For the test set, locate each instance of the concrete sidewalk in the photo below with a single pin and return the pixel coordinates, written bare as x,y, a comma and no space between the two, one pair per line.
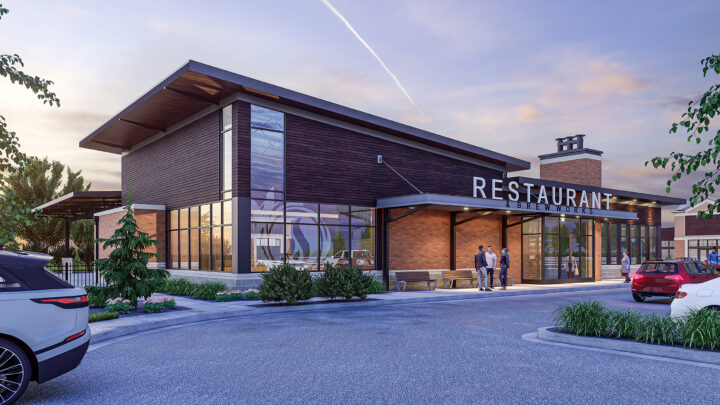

==

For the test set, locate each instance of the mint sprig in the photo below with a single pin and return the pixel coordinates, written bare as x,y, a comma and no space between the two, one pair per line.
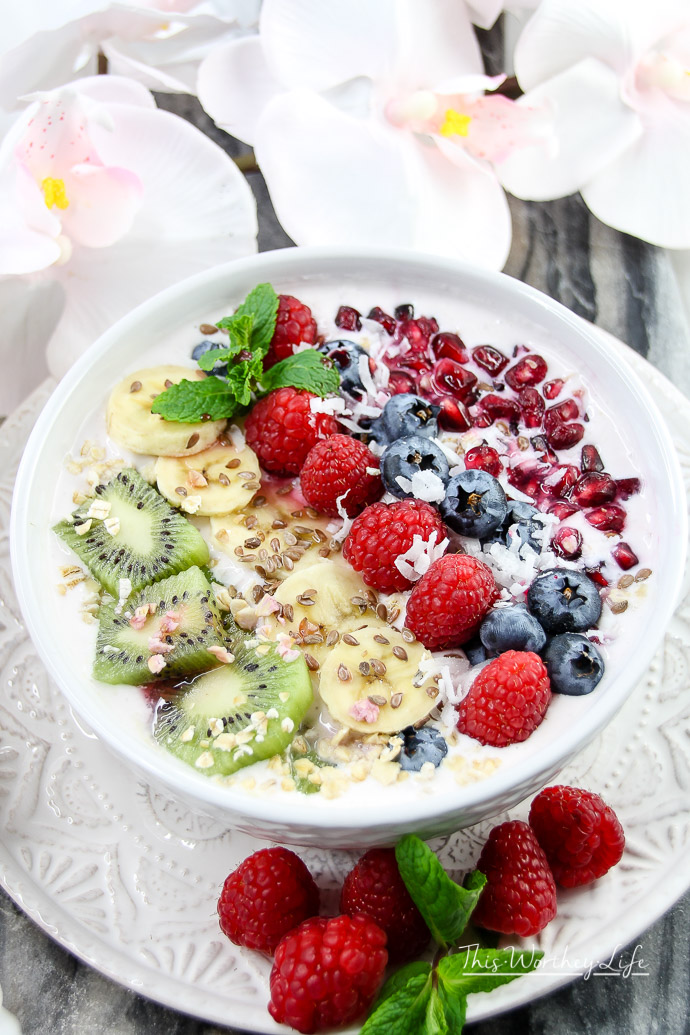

* * *

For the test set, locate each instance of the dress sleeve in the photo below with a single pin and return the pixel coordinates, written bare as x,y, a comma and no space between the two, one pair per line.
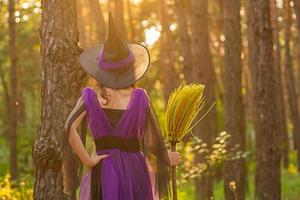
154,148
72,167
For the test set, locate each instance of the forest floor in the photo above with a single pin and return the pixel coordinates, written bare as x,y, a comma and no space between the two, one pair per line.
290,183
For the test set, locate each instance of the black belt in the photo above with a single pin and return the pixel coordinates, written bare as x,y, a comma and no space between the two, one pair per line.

Set problem >> State how many lines of the material contain the word "above". Reply with the number alone.

Response >> 2